STATED TASK » Which lines in the entries below contain the string "tank"? Pick out each of them and copy it in full.

SUPPLIED MATERIAL »
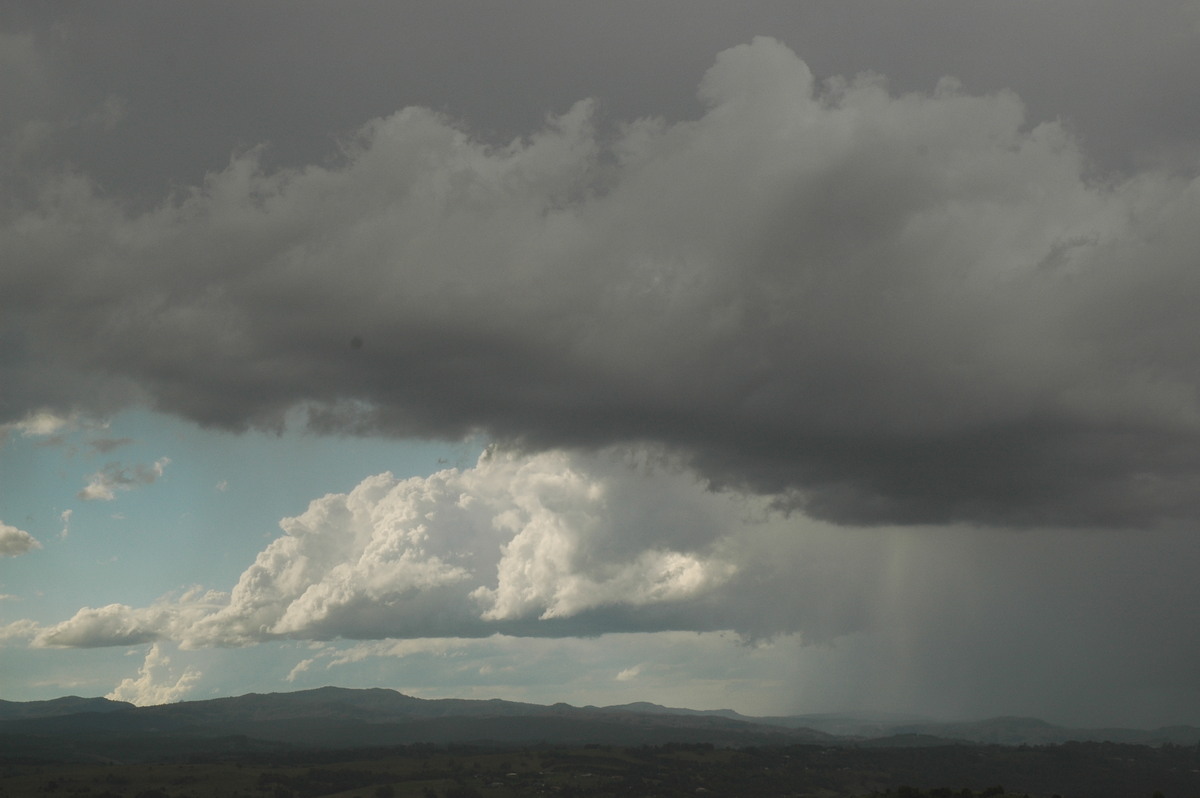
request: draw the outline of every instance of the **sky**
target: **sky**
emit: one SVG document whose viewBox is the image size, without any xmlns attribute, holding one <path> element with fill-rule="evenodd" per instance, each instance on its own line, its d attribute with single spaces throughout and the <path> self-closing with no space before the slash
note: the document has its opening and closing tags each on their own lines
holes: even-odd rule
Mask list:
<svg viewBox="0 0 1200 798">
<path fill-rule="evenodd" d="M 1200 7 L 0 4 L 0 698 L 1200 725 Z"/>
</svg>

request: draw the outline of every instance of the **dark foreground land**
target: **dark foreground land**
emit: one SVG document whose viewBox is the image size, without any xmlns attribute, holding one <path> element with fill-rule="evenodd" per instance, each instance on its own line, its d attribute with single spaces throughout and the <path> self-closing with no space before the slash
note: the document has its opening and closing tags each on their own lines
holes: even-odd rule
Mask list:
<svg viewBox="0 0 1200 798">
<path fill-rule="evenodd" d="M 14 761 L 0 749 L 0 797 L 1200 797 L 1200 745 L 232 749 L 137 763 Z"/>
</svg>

...

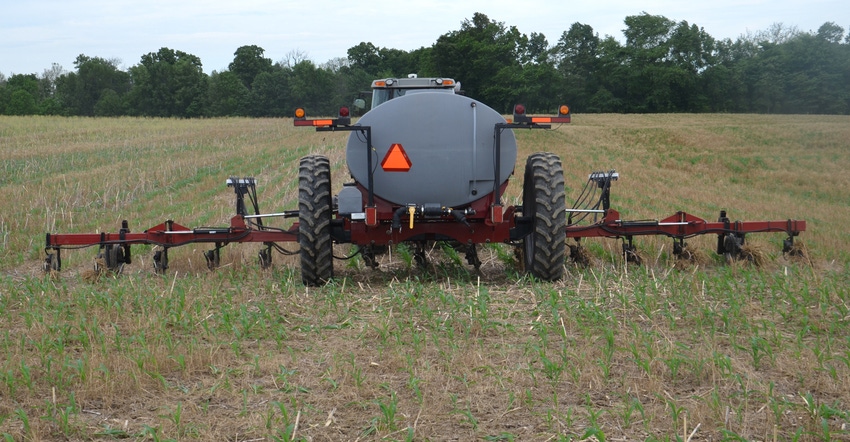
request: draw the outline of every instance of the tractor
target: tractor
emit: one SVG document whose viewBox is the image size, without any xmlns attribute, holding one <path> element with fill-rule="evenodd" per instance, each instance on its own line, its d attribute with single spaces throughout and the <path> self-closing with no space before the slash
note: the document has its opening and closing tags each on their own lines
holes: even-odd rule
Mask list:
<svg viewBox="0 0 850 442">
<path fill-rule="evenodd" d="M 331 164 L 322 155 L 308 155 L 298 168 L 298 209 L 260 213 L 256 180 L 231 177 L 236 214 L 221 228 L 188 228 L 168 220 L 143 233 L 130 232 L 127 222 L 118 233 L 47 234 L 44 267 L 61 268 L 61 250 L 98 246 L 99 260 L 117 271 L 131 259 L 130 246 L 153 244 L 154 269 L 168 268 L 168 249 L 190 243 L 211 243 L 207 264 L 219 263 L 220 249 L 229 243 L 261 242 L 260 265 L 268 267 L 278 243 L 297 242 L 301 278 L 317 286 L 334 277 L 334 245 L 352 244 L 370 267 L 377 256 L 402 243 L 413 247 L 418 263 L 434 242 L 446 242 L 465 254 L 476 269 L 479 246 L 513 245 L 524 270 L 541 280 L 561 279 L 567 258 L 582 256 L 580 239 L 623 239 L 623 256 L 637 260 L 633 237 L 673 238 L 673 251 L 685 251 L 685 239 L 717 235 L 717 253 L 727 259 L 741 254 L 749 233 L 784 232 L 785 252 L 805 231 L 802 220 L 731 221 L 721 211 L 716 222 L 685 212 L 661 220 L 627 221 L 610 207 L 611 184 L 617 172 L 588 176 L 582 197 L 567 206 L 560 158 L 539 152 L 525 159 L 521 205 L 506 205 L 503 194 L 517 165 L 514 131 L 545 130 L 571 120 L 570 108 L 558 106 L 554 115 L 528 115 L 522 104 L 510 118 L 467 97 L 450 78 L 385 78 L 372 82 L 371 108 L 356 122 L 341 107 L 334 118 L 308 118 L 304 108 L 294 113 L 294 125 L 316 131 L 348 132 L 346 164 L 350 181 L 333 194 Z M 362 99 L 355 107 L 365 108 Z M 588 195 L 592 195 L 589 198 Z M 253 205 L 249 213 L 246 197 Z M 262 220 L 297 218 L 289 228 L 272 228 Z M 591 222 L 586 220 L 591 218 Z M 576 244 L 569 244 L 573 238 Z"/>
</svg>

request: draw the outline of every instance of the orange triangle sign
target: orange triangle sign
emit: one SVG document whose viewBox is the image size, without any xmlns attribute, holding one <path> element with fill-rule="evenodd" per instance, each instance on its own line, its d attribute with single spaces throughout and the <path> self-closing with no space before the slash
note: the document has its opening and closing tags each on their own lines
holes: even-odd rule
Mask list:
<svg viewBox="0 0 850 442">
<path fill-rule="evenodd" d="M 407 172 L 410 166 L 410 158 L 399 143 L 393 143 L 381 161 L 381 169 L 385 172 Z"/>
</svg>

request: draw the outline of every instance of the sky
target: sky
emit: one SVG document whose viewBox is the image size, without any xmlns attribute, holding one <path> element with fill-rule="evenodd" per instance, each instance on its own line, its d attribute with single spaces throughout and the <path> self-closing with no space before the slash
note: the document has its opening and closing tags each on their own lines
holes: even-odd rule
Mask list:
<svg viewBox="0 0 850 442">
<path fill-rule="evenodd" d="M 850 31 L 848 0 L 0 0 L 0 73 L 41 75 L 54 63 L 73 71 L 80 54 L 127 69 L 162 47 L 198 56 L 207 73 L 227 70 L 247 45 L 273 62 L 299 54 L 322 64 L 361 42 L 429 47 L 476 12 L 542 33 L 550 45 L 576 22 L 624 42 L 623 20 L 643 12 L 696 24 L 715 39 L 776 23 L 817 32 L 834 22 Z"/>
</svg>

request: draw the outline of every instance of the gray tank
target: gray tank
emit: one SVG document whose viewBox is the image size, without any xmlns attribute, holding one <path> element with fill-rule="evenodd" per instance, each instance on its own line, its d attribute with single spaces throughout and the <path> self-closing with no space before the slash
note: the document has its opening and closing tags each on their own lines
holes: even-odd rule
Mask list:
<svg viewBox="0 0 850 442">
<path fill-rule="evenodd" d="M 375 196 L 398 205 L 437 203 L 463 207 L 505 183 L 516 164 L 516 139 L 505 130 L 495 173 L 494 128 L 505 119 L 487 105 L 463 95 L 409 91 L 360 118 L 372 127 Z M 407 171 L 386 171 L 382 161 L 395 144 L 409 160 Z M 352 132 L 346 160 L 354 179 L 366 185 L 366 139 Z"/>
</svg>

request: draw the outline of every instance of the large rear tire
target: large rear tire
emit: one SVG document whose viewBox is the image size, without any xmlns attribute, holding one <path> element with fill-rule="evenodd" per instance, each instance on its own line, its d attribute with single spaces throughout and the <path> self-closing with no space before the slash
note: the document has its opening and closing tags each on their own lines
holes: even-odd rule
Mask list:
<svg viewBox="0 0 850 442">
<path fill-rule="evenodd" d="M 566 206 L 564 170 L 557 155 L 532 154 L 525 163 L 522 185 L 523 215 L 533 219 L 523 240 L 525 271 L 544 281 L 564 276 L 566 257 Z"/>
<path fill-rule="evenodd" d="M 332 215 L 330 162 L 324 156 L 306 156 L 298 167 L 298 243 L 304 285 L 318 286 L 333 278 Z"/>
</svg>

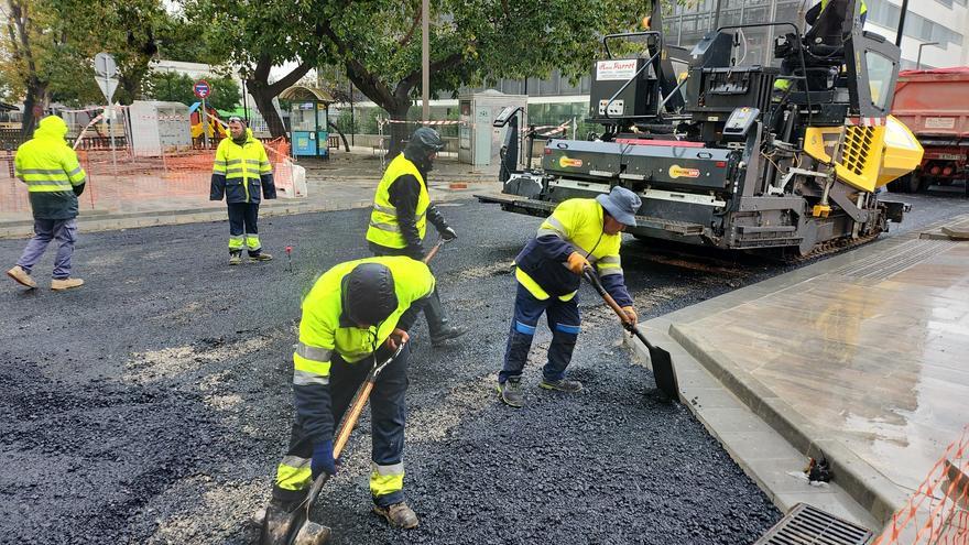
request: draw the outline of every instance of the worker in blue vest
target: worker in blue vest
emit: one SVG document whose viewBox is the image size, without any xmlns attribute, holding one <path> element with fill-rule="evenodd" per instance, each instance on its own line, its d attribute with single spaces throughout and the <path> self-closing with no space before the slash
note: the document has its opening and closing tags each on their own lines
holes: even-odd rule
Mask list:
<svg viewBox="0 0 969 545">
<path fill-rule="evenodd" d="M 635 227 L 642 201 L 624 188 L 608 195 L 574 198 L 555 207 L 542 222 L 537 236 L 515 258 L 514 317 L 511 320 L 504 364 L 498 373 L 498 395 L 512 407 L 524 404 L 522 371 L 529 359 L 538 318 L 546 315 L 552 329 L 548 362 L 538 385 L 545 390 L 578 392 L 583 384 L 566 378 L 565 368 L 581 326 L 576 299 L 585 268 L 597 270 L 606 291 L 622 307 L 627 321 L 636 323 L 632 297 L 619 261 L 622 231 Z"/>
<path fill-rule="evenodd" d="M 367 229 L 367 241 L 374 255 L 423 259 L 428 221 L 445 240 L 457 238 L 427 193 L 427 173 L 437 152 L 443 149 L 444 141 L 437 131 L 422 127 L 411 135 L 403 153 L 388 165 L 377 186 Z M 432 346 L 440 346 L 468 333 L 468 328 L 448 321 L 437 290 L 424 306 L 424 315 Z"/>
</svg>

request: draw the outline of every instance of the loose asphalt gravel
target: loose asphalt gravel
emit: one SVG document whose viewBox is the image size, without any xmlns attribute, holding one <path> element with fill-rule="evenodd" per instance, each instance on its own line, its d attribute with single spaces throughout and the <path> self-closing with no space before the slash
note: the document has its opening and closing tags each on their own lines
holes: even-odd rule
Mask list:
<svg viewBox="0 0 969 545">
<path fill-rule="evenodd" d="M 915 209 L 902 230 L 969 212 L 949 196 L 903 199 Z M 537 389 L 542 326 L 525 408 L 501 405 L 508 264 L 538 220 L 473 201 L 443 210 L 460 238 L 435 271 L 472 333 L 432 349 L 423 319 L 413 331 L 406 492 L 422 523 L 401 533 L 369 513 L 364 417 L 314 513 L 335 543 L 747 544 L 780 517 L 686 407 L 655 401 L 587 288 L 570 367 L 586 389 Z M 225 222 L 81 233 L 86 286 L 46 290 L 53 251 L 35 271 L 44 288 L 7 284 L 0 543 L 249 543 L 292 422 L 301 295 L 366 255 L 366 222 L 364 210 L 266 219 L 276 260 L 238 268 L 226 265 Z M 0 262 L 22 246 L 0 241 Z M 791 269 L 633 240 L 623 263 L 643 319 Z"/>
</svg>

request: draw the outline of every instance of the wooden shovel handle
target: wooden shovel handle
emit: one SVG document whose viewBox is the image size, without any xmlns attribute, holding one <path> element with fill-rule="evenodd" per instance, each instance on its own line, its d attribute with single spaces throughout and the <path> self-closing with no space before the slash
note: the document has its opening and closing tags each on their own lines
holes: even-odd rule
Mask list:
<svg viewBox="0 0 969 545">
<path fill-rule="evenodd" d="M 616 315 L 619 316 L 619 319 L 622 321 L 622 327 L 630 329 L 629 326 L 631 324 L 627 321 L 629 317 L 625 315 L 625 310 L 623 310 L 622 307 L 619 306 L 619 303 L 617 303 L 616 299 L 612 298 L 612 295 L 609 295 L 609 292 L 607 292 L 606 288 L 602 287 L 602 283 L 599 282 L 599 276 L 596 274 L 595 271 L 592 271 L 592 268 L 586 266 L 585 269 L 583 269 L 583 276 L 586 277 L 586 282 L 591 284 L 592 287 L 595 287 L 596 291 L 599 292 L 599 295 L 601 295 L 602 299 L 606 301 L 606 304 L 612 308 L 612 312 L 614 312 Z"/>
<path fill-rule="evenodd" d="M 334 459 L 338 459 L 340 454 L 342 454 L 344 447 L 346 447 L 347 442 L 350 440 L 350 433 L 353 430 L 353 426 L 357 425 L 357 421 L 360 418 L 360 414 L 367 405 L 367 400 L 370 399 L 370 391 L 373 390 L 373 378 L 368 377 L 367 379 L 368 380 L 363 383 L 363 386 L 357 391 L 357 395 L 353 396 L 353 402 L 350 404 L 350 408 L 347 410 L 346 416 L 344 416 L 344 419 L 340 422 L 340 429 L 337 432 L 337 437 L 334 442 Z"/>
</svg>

ANSWER FOR THIS EXERCISE »
request: draw the outline of every instance of the gray tank
target: gray tank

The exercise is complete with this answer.